### Extracted records
══════════

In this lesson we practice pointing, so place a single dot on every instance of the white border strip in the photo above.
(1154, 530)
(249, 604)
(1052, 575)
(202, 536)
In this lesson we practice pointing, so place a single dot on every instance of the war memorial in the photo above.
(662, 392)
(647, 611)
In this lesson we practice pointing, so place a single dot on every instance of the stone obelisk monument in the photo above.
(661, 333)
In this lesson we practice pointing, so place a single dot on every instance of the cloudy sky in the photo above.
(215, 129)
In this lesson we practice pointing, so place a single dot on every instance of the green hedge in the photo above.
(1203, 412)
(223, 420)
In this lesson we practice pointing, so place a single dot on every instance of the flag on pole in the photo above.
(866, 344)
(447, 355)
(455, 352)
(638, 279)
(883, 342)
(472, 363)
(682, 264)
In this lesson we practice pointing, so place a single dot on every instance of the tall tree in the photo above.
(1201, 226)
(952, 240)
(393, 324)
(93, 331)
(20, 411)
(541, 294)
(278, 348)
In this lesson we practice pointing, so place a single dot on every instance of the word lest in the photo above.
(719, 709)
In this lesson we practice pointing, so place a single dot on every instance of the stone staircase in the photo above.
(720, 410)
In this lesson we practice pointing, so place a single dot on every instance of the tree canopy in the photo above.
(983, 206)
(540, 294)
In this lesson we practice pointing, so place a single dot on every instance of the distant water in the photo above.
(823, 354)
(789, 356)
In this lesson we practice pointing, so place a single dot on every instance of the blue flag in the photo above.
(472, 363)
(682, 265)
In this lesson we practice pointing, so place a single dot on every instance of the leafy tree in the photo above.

══════════

Rewrite the data from the line containing "staircase in the photo above." up to and including the last line, keeping every line and adding -48 to each coordinate in the answer points.

### Result for this task
In this lesson we practice pointing, so place a single dot on every instance of the stone staircase in the photo above.
(672, 362)
In this lesson we practice pointing, so place a single dot on every instance of the tree canopy in the photo above.
(935, 158)
(492, 246)
In this lesson we practice pointing, so place a single dot on every instance of the distant water in the photo above.
(775, 306)
(741, 308)
In this lesson we practice pointing, so place a single dot on every instance of the blue flag in the photo above.
(424, 315)
(634, 217)
In this lesson we practice pointing, so place a single dot on every instance of the leafy tree in the photo above.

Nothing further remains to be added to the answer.